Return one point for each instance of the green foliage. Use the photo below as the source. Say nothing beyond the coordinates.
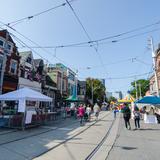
(142, 85)
(98, 89)
(112, 99)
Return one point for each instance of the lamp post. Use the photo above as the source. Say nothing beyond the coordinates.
(154, 65)
(92, 90)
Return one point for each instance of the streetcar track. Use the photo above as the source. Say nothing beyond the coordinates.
(68, 139)
(43, 132)
(33, 135)
(94, 151)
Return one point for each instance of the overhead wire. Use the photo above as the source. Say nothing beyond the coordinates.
(54, 56)
(85, 31)
(85, 44)
(13, 23)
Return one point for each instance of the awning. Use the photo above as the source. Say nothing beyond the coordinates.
(25, 94)
(149, 100)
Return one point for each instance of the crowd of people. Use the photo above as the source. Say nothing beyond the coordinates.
(83, 112)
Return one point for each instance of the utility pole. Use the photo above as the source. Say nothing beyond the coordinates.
(92, 89)
(140, 93)
(136, 88)
(4, 61)
(154, 65)
(76, 81)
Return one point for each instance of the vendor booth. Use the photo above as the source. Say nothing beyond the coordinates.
(127, 99)
(150, 106)
(22, 108)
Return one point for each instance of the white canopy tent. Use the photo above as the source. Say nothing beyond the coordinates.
(25, 94)
(22, 95)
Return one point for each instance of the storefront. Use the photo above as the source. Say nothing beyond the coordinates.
(21, 109)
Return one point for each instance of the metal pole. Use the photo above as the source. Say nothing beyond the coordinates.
(136, 88)
(76, 83)
(140, 94)
(154, 65)
(4, 62)
(61, 83)
(92, 89)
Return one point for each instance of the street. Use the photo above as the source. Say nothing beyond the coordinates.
(98, 140)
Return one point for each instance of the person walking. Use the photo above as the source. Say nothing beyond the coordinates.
(88, 111)
(137, 116)
(81, 112)
(96, 110)
(115, 111)
(127, 116)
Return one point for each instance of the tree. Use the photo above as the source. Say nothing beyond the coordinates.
(142, 87)
(112, 99)
(98, 89)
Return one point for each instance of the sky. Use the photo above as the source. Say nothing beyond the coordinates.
(100, 18)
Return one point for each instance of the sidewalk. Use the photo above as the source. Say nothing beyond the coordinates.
(143, 144)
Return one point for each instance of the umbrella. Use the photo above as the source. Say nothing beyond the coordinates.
(149, 100)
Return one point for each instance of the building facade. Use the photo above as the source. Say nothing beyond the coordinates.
(9, 63)
(153, 89)
(72, 83)
(28, 74)
(58, 73)
(81, 90)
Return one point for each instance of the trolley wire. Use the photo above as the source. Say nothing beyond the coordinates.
(13, 23)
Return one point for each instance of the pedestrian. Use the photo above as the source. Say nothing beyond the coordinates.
(126, 115)
(137, 116)
(88, 111)
(81, 112)
(96, 110)
(115, 111)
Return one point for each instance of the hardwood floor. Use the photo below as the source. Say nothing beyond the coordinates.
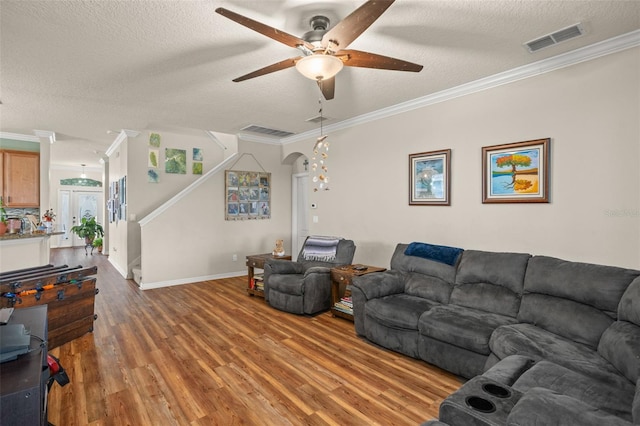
(209, 354)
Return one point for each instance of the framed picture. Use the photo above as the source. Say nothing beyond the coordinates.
(516, 172)
(430, 178)
(247, 195)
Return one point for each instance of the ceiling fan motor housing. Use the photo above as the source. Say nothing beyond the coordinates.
(320, 25)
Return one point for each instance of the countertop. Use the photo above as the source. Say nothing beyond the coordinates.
(6, 237)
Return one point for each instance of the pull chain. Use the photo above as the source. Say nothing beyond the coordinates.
(320, 154)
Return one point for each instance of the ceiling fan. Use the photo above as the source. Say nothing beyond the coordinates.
(325, 50)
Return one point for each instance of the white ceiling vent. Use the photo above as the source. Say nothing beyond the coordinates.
(317, 119)
(554, 38)
(266, 131)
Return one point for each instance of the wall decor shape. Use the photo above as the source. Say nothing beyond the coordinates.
(430, 178)
(175, 161)
(154, 158)
(154, 140)
(516, 172)
(248, 195)
(153, 176)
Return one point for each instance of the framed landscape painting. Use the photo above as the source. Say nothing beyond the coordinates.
(429, 178)
(516, 173)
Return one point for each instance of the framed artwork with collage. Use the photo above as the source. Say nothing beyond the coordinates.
(247, 195)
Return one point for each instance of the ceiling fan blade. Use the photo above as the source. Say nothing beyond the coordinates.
(357, 58)
(287, 63)
(347, 30)
(264, 29)
(327, 87)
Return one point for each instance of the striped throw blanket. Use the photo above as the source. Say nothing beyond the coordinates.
(322, 249)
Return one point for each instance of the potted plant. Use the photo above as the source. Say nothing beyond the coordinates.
(97, 243)
(88, 229)
(3, 218)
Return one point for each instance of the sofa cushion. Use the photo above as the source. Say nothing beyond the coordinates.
(286, 283)
(620, 345)
(541, 406)
(398, 310)
(442, 254)
(490, 282)
(575, 321)
(540, 344)
(594, 285)
(463, 327)
(629, 306)
(427, 287)
(615, 400)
_ _ _ _
→ Work to do: Copy all the records above exactly, but leave out the pictures.

→ Completed exercise:
Return one point for each instance of the green foliage. Use the photo below as the source. Say nothing beyond the coordinates.
(142, 85)
(98, 89)
(112, 99)
Return one point for each instance of the lamp post. Use the photo above as the source. Say nothing beyond the coordinates.
(154, 65)
(92, 90)
Return one point for each instance of the streetcar track. Use the photo above as the source. Say nothing beyond the coordinates.
(68, 139)
(43, 132)
(33, 135)
(94, 151)
Return one point for each instance of the overhead wire. Use the photo above as the source. Say nothing beyond the coordinates.
(54, 56)
(85, 31)
(85, 44)
(13, 23)
Return one point for each instance of the awning. Use the photo above as the source. Say nothing beyond the coordinates.
(25, 94)
(149, 100)
Return one point for each instance of the crowd of people. Use the photo above as the source. Say nothing beyond the coordinates.
(83, 112)
Return one point for each instance of the utility pole. Use the photo above as the source. Say nothing beyond the coordinates.
(92, 89)
(140, 93)
(136, 88)
(4, 61)
(154, 65)
(76, 81)
Return one point for each instance of the vendor booth. Use the photo above as the source. Say nothing beyond the coordinates.
(127, 99)
(150, 106)
(22, 108)
Return one point for each instance of the white canopy tent. Use the photo above as the source. Say nothing beyond the coordinates.
(25, 94)
(22, 95)
Return one point for each instance of the storefront. Use the photo above as the source. Say nothing beyond the coordinates.
(21, 109)
Return one point for each instance of the metal pole. Use the photo above as the source. Say nothing beyond the coordinates.
(136, 88)
(76, 83)
(140, 94)
(154, 65)
(4, 62)
(61, 83)
(92, 89)
Return one point for each instance of the street. Use the photo above as the source. Say nothing beyond the coordinates.
(98, 140)
Return one point for each instance of the person walking. Use the photo above as the source. Say nothing beyond the coordinates.
(88, 111)
(137, 116)
(81, 112)
(96, 110)
(115, 111)
(127, 116)
Return one point for each instance of the tree. Use the photo above as the source. Say nothing beyond the coordinates.
(142, 87)
(112, 99)
(98, 89)
Return one point for each instance of the sky. Use the photo above as the source. Say nothing beyond the coordinates.
(100, 18)
Return one point for each instance of the sidewalk. Use the photo above as the source. Say nothing beyond the coordinates.
(143, 144)
Return one point for each instance of the umbrella. Use the photo above as the source. Say nothing beyond the coordinates.
(149, 100)
Return one point for each instance of the building facade. Use the photo above as the source. Say nothing beyond the coordinates.
(9, 63)
(153, 89)
(72, 83)
(28, 74)
(58, 73)
(81, 90)
Return one point for each instance of the trolley wire. Use the photo above as the source. Say nothing beyond the coordinates.
(13, 23)
Return one point for each instance of the pedestrian. Use the photo above as the source. Say nothing beyond the coordinates.
(126, 115)
(137, 116)
(88, 111)
(81, 112)
(96, 110)
(115, 111)
Return one point for each instance of the hardwood floor. Use the photo below as the source. Say nothing beyond the coordinates.
(209, 354)
Return one point for each instance of the framed picture. Use the photo above as the source. Say nothing beyond the coordinates.
(516, 172)
(430, 178)
(247, 195)
Return one point for each instance of the ceiling fan motor housing. Use the photo above as the source. Say nothing beyond the coordinates.
(320, 25)
Return one point for each instance of the countertop. Use the photo above as the source. Say nothing beyond the coordinates.
(6, 237)
Return one point for each instance of the pull chain. Use the photo above as the source. Say nothing beyond the coordinates.
(320, 154)
Return one point for each instance of the ceiling fan. Use the photo above as the source. Say nothing beyond the coordinates.
(325, 50)
Return one point for each instance of the white ceiling vent. Use the photo above as the source. Say nothing beyond the coordinates.
(317, 119)
(554, 38)
(266, 131)
Return one point for each instance of the wall decor shape. Use the photo above as the source. Say nothing beyond the coordinates.
(430, 178)
(175, 161)
(154, 158)
(154, 140)
(516, 172)
(248, 195)
(153, 176)
Return one point for each instance of the framed landscape painting. Use the photo above as the source. Say nothing beyond the coordinates.
(429, 178)
(516, 173)
Return one point for each instance of the framed artwork with collage. Use the photo above as the source. Say nothing beyond the coordinates.
(247, 195)
Return one point for each instance of the ceiling fan blade. Use the photo above as the source. Say nothing beyond the coordinates.
(357, 58)
(287, 63)
(347, 30)
(264, 29)
(327, 87)
Return one point for each instance of the striped throw blanket. Use the photo above as the source. Say nothing beyond the coordinates.
(322, 249)
Return one point for each instance of the potted plant. Use the photo above as the source. Say nothing beyond the coordinates.
(97, 243)
(88, 229)
(3, 218)
Return one point for each instance of the sofa cushion. Use the photo above as the source. Say nothing beyond the coordinates.
(286, 283)
(620, 345)
(541, 406)
(398, 310)
(442, 254)
(490, 282)
(575, 321)
(540, 344)
(594, 285)
(463, 327)
(629, 306)
(427, 287)
(615, 400)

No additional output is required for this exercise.